--- Data listing Enclosed Below ---
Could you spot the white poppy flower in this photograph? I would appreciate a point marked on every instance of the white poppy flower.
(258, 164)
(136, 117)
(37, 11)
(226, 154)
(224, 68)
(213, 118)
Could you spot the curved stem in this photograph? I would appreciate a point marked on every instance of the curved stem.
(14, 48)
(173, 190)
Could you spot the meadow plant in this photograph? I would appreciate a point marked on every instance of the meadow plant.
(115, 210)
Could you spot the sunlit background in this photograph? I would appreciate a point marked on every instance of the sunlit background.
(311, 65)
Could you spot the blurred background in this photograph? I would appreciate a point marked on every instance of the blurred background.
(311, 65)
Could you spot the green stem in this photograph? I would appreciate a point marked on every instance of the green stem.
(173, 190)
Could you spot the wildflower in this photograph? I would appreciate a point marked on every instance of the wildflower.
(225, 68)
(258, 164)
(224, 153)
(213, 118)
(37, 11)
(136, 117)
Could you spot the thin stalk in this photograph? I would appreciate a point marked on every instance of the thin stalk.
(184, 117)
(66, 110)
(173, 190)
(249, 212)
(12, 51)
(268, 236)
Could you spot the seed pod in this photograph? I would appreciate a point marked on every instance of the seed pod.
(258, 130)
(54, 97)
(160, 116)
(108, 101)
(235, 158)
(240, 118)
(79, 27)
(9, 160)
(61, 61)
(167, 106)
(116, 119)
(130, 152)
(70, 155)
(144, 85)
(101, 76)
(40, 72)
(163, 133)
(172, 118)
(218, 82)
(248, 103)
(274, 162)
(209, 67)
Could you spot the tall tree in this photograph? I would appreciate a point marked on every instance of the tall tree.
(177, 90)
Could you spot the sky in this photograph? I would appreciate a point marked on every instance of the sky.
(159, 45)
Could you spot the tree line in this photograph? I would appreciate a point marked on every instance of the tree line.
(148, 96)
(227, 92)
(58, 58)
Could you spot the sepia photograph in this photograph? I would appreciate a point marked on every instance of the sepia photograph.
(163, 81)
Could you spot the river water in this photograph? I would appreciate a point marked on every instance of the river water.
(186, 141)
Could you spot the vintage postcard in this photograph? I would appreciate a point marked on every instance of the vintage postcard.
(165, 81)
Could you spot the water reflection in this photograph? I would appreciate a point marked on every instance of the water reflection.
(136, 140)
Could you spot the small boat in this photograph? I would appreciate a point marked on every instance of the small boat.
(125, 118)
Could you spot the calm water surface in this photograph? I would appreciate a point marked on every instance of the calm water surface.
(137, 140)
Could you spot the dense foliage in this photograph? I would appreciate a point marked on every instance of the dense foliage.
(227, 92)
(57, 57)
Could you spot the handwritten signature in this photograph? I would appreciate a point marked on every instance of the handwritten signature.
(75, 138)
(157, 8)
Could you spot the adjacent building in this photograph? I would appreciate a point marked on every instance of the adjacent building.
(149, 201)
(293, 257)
--- End of Enclosed Data listing ---
Exercise brief
Each record is to be restated word for word.

Task output
Could you spot the white poppy flower in this photograph? I would appreciate a point marked on every instance of the white poppy flower.
(258, 164)
(136, 117)
(37, 11)
(226, 154)
(224, 68)
(213, 118)
Could you spot the curved stem in this photograph? I would appreciate a point marked on every instance of the curved stem.
(14, 48)
(173, 190)
Could you spot the meadow plant in this photograph? I would appreciate a point marked on every instance of the meadow plant.
(115, 210)
Could you spot the sunlit background in this photograph? I would appreciate a point marked on every instance of the sunlit background.
(311, 65)
Could you spot the blurred background in this photograph? I would appreciate a point marked on every instance of the blurred background.
(311, 65)
Could you spot the green stem in this photograph? I would appreciate a point marked on every instance of the green stem.
(173, 190)
Could you spot the wildflower in this photograph? I would appreciate a point marked on every instance of the wildflower.
(225, 68)
(258, 164)
(224, 153)
(213, 118)
(37, 11)
(136, 117)
Could you spot the thin stalk in this photograph? I would appreciate a point marked on every instance of the thin stalk.
(184, 117)
(66, 110)
(173, 190)
(249, 212)
(12, 51)
(268, 236)
Could you spot the seed pod in this photograph? I would appreciate a point marked on every instance of the seed pod.
(258, 130)
(54, 97)
(160, 116)
(108, 101)
(235, 158)
(240, 118)
(79, 27)
(9, 160)
(61, 61)
(167, 106)
(116, 119)
(130, 152)
(70, 155)
(144, 85)
(101, 76)
(40, 72)
(163, 133)
(172, 118)
(218, 82)
(248, 103)
(274, 162)
(209, 67)
Could you spot the tall tree in this photograph? I would appreciate a point marked on every instance of the tall tree.
(177, 90)
Could you spot the sky in this photograph? I would appreciate a point marked on every instance of the sky.
(159, 45)
Could you spot the tree line in this photograph? I would appreciate a point marked on every instance of the tree line.
(148, 96)
(227, 92)
(58, 58)
Could you spot the sepia photograph in this photograph? I would appreciate a point marked on every instance of the sepia photograph.
(163, 81)
Could you spot the river water in this photograph? I would appreciate a point marked on every instance of the river water.
(186, 141)
Could you spot the vintage postcard in this photograph? I would appreciate a point marked on every instance of the vintage postcard.
(165, 81)
Could you spot the water reflection in this photograph? I would appreciate a point marked on every instance of the water reflection.
(136, 140)
Could you spot the small boat in this photograph? I would appreciate a point marked on every instance of the small boat.
(125, 118)
Could you spot the calm water surface in this photograph? I would appreciate a point marked on every instance of the calm water surface.
(137, 140)
Could you spot the dense foliage in this photograph? I would appreciate a point marked on every instance of the dense foliage.
(227, 92)
(57, 57)
Could you spot the handwritten signature in this photograph? I would appreciate a point marked on every instance of the handwritten signature.
(75, 138)
(157, 8)
Could you spot the adjacent building in this photograph? I would appreciate a point marked on every instance of the adjacent building.
(149, 201)
(293, 257)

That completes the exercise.